[RECORDS FOR THIS EXERCISE Boundary: Start]

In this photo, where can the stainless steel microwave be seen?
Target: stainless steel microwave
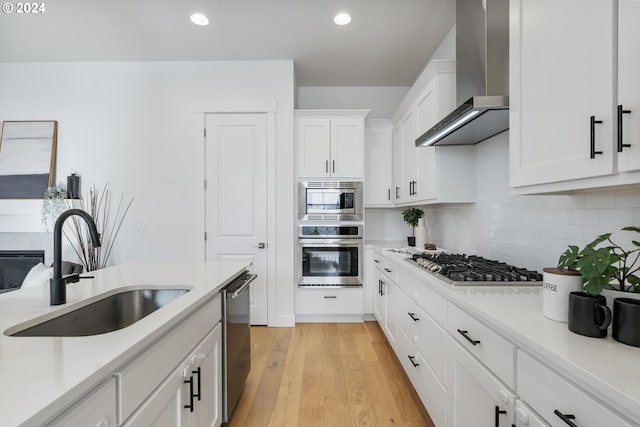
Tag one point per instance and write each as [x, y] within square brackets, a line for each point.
[330, 201]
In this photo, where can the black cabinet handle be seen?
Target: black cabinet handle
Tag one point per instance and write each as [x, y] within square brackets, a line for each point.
[621, 111]
[198, 373]
[566, 418]
[190, 405]
[593, 151]
[466, 336]
[415, 365]
[498, 413]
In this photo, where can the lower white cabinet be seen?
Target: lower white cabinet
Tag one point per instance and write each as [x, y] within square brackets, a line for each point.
[475, 396]
[192, 394]
[558, 401]
[97, 409]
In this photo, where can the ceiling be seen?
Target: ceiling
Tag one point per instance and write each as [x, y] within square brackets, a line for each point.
[387, 43]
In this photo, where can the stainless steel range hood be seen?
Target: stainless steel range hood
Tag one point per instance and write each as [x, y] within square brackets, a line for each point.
[482, 76]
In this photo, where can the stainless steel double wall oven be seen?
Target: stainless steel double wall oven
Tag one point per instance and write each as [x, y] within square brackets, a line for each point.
[330, 234]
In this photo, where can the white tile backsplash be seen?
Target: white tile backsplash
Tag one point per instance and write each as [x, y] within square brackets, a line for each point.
[528, 231]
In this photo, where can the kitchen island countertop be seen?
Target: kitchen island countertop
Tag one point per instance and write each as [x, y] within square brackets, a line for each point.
[41, 376]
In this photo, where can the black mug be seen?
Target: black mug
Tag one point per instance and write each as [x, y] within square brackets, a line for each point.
[588, 314]
[626, 321]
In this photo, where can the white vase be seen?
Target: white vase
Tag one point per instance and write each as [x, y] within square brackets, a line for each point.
[421, 234]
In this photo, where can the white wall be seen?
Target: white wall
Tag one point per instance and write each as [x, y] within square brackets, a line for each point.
[382, 101]
[528, 231]
[138, 126]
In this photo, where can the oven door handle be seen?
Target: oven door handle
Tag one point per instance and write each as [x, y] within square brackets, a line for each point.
[241, 289]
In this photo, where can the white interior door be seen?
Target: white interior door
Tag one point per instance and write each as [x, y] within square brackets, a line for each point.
[236, 196]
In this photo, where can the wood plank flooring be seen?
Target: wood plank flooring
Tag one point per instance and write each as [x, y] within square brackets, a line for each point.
[326, 375]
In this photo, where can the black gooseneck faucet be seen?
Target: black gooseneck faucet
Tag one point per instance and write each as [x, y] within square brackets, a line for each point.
[57, 285]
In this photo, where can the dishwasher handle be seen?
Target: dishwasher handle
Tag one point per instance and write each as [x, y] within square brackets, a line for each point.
[244, 283]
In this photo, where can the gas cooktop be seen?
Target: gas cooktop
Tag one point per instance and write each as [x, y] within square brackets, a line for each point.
[469, 270]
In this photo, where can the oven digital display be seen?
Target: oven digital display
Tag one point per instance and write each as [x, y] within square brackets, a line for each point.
[329, 230]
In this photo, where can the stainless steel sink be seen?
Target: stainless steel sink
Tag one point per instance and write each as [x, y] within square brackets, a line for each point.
[109, 314]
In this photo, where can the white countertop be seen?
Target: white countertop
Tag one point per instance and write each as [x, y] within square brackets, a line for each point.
[604, 367]
[40, 376]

[RECORDS FOR THIS EXERCISE Boundary: End]

WHAT TO DO:
Your output should be the lines from the one with "Target: black gooseneck faucet" through the end of the records above, copied exactly.

SOLUTION BELOW:
Target: black gooseneck faucet
Tag one point per instance and write each as [x, y] within square brackets, a line for each point.
[57, 285]
In this photo, where can the dishwasher handle be seen?
Target: dishwasher handle
Tag one point per instance and write each as [x, y] within square brackets, a line for each point.
[244, 283]
In this photo, where can the gas cooktop be seen?
Target: gas cooktop
Tag one point per instance and write each as [x, y] within square brackets, a line for each point.
[469, 270]
In this photo, where can the oven digital display be seen?
Target: oven digital display
Tag one point per instance and write each as [x, y] within square brackets, a line for each point.
[329, 230]
In this photo, where can the stainless steel sink be seen?
Target: stainless steel sink
Tag one point per instance and write each as [x, y] within square brackets, a line for each point.
[109, 314]
In this photo, where can the white countertop be seen?
Target: white countertop
Tag one point per instance and write each as [x, y] within square brackets, a line for each point.
[604, 367]
[40, 376]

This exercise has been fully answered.